**What the task asks:** Copy the listing below word for word, beginning with the line containing "Can you see the yellow" and continuing through the line containing "column 436, row 116".

(Point-based annotation data)
::::
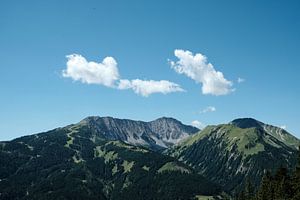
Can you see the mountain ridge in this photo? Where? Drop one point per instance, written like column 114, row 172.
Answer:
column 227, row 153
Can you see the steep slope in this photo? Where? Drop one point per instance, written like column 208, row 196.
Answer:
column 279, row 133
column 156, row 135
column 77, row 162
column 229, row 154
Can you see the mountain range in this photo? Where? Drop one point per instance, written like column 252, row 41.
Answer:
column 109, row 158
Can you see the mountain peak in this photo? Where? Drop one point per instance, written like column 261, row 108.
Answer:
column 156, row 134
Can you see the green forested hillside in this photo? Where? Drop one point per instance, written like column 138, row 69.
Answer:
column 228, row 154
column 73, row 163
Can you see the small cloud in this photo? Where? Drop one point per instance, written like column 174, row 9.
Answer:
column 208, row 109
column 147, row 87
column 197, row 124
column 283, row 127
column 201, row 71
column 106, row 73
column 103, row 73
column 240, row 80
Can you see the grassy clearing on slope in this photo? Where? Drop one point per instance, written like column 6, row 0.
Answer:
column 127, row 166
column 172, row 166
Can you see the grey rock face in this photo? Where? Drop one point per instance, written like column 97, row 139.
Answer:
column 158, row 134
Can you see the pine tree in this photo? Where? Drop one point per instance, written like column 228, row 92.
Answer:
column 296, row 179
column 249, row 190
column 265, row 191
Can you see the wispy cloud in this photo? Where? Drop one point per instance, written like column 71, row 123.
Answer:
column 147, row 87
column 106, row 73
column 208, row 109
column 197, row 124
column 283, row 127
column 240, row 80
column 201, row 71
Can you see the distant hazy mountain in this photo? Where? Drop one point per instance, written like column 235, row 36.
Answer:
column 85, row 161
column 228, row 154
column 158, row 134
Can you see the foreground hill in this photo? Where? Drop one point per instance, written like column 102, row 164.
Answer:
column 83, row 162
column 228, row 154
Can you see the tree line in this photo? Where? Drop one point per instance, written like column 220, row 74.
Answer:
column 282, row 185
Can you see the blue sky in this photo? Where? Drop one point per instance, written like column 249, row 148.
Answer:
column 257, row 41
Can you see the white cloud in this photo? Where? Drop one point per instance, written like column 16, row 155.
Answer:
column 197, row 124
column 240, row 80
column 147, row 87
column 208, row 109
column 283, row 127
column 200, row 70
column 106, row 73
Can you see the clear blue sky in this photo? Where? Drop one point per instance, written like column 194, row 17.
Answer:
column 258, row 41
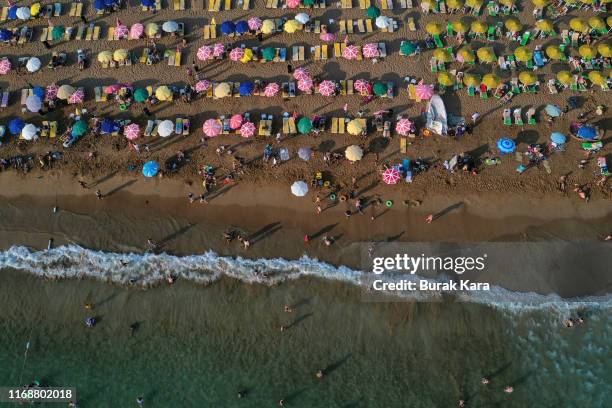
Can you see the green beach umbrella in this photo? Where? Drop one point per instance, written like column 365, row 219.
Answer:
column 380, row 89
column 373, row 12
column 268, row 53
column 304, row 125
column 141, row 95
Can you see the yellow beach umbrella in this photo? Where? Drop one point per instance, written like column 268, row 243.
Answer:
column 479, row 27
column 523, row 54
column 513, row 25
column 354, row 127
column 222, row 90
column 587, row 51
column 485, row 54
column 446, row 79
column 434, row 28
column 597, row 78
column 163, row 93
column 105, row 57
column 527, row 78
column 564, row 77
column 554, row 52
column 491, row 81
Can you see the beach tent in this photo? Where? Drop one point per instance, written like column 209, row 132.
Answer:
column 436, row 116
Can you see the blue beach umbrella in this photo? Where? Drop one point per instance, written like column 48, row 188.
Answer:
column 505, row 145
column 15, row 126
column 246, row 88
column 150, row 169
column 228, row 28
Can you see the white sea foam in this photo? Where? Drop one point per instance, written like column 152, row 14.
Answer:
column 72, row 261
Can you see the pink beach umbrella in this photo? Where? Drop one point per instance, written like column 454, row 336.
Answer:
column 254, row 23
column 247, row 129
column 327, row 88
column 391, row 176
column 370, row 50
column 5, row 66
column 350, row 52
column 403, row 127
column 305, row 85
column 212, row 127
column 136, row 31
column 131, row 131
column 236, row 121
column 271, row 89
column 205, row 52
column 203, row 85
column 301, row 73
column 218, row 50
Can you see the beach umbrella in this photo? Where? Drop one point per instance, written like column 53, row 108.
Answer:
::::
**Written response:**
Can you see the yellow beach umbrella in this photo? Where? Drop one point per instance, written like column 268, row 243.
Answer:
column 479, row 27
column 523, row 54
column 513, row 25
column 354, row 127
column 222, row 90
column 587, row 51
column 485, row 54
column 446, row 79
column 434, row 28
column 597, row 78
column 163, row 93
column 105, row 57
column 527, row 78
column 564, row 77
column 554, row 52
column 491, row 81
Can you see the beach tent in this photo? Where? Drop one point per instance, written like column 209, row 132.
Answer:
column 436, row 116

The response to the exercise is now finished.